» Written problem: How many of the rows below contain the word "white"? Reply with the number alone.
#####
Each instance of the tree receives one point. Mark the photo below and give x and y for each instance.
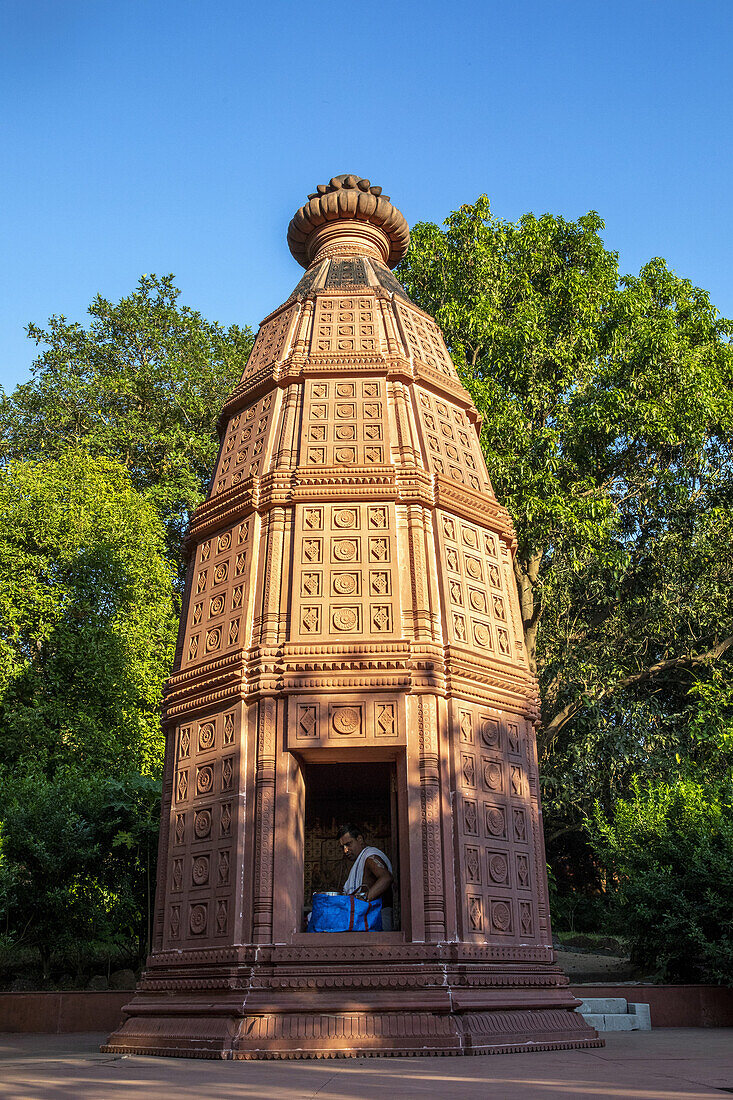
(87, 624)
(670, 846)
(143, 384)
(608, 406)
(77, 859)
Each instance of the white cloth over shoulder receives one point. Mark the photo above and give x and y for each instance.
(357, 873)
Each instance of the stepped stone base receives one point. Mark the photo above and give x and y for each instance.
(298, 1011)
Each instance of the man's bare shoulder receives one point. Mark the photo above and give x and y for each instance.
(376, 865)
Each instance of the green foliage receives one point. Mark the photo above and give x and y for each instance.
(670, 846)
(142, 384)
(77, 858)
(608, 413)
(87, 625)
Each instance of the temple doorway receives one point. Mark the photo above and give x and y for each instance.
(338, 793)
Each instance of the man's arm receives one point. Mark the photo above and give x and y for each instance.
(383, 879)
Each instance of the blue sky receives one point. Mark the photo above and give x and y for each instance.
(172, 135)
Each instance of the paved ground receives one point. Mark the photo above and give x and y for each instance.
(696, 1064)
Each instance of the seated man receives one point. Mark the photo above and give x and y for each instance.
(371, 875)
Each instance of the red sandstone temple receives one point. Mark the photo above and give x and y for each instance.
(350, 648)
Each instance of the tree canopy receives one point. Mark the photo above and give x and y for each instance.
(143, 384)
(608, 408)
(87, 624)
#####
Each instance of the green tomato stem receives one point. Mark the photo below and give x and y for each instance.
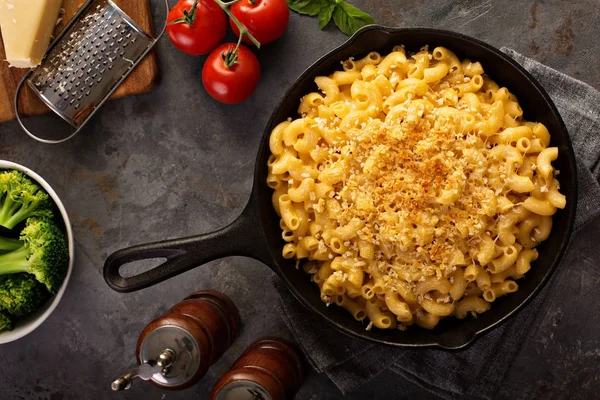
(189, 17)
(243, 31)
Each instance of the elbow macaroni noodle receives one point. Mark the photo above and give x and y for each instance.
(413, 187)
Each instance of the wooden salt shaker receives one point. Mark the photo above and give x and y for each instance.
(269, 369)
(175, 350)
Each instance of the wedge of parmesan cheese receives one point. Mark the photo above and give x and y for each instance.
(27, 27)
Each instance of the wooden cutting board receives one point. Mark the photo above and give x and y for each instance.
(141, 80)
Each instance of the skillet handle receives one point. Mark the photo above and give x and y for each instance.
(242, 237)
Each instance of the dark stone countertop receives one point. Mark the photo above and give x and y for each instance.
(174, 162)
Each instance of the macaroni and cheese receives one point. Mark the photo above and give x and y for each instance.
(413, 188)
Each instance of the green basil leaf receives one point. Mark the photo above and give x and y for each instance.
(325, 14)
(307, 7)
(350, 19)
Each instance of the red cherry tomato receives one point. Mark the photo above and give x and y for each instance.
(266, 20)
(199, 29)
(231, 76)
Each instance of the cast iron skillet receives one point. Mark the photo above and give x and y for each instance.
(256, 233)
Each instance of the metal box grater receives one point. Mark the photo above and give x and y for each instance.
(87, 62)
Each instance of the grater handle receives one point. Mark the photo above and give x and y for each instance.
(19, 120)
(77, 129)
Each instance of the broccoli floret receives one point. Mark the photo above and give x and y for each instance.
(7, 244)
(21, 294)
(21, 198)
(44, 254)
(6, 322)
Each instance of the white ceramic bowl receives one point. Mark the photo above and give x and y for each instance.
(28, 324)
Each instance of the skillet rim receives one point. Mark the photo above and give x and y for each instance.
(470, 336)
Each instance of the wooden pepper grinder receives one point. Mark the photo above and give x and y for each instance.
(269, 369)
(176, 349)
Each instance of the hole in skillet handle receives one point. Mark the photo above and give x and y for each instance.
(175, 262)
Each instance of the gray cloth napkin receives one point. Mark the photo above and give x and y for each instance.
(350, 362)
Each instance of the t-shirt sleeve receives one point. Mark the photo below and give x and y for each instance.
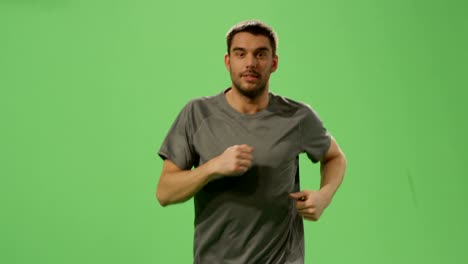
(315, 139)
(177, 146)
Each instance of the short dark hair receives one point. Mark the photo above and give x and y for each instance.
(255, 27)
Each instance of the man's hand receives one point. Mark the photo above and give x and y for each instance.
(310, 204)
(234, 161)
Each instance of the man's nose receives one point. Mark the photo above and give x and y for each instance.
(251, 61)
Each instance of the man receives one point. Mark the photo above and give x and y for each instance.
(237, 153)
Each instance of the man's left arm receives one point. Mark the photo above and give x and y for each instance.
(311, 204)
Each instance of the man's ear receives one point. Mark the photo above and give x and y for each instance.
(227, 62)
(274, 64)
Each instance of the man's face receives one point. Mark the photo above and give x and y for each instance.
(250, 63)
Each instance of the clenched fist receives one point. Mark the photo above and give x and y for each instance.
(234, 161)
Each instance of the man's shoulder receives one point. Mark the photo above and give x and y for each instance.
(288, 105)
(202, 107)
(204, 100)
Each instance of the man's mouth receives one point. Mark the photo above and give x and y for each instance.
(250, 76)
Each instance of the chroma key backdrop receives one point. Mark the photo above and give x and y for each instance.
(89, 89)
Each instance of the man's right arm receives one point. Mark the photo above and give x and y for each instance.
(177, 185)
#####
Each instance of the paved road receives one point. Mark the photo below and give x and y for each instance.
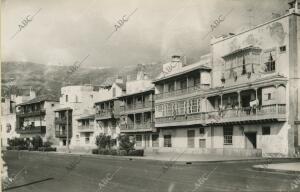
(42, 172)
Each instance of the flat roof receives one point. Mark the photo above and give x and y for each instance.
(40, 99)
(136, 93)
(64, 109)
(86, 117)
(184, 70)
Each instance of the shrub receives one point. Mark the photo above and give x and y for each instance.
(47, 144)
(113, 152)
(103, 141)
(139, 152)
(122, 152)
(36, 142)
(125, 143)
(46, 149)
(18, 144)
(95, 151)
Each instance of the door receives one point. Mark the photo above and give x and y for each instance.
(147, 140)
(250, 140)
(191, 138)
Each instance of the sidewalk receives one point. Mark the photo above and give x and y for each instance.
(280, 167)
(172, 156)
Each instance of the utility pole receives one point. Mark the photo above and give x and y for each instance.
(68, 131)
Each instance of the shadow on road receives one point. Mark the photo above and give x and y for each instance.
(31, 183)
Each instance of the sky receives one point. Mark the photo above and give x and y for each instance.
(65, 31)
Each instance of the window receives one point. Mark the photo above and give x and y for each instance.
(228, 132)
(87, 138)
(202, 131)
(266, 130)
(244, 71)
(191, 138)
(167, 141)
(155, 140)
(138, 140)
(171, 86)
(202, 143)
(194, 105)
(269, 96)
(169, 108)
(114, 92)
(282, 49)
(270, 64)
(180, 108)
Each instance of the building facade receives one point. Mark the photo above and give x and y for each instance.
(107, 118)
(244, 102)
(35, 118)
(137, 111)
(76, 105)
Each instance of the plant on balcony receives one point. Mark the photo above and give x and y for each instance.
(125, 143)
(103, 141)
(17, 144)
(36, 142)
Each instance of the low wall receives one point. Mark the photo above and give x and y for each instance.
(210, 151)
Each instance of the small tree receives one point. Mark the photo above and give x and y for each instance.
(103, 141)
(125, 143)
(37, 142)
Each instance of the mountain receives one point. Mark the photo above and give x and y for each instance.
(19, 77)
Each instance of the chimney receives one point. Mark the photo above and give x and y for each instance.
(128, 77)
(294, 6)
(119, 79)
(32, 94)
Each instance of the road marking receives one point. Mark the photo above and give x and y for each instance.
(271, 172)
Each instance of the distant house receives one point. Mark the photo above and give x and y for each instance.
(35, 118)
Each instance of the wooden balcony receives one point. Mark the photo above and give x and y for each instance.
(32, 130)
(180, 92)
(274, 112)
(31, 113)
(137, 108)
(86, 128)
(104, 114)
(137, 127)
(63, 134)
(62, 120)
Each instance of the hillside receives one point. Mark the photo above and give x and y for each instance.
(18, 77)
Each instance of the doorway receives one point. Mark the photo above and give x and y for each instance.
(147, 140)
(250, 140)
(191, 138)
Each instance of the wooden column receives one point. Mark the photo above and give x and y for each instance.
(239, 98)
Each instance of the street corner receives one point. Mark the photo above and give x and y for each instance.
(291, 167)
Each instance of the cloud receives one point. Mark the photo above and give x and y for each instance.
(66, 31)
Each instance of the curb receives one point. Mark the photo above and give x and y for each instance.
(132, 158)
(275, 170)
#####
» Answer: 2